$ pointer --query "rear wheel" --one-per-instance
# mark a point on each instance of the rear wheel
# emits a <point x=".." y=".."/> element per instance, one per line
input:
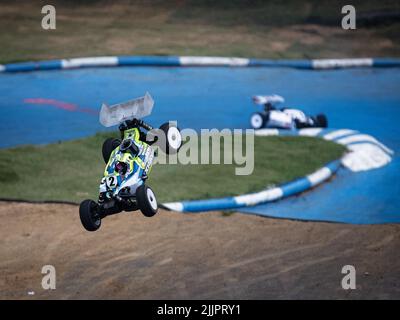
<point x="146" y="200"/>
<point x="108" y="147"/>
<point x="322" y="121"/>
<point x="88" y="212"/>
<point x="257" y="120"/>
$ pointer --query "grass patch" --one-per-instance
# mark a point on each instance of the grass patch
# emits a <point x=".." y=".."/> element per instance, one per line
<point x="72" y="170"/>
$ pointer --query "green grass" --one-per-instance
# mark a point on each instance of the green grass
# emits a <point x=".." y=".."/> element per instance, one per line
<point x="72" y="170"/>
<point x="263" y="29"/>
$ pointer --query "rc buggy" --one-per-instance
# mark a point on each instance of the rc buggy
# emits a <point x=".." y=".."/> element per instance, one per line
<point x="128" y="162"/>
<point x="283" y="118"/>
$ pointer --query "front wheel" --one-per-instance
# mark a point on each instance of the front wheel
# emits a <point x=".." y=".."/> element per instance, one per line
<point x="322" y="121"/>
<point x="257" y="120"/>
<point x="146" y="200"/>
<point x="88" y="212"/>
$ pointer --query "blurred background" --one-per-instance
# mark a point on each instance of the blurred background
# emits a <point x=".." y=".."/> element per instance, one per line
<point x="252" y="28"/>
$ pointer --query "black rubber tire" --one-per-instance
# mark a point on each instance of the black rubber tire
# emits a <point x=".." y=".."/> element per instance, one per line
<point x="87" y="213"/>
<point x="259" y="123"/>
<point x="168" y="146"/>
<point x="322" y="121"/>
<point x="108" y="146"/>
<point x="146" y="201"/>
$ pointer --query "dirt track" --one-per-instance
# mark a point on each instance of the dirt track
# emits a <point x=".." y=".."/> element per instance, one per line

Prompt>
Copy all of the material above line for line, leaving out the picture.

Task response>
$ pointer --query "rear wheel" --one-per-instance
# mark a point on each instance of the rear wheel
# emits a <point x=".." y=".."/> element per instance, one per line
input:
<point x="146" y="200"/>
<point x="108" y="147"/>
<point x="322" y="121"/>
<point x="88" y="212"/>
<point x="257" y="120"/>
$ pointer --query "grass patch" --one-per-instance
# mark a point on each instance of the grass patch
# emits a <point x=".." y=".."/> element per instance, one per line
<point x="72" y="170"/>
$ pointer --query "green grass" --one-per-instance
# mark a point on each instance of the green grass
# emits a <point x=".." y=".."/> element per instance, one per line
<point x="72" y="170"/>
<point x="263" y="29"/>
$ pointer --query "rc buggy" --one-per-instance
# mark a point on each instance of the rc buggy
# emits a <point x=".." y=".."/> element per instance, one per line
<point x="128" y="162"/>
<point x="283" y="118"/>
$ pointer --query "front wheel" --one-per-instance
# mark a point on each instance of the front wheel
# emits a <point x=".." y=".."/> element per instance, one per line
<point x="322" y="121"/>
<point x="257" y="120"/>
<point x="146" y="200"/>
<point x="88" y="212"/>
$ pointer --query "blurred background" --one-per-instance
# mark a point on each instance of the blurred background
# emits a <point x=".." y=".."/> element per instance, one per line
<point x="252" y="28"/>
$ pointer --query "black rubber tire" --one-per-instance
# mark a point on each instance of the black rubber tire
# emits a <point x=".." y=".."/> element per instance, one per line
<point x="87" y="213"/>
<point x="259" y="123"/>
<point x="168" y="146"/>
<point x="322" y="121"/>
<point x="108" y="146"/>
<point x="146" y="201"/>
$ pointer --query "dirt track" --one-per-instance
# mark a point on each instance of the dirt track
# emits a <point x=".." y=".."/> element per instance, one per line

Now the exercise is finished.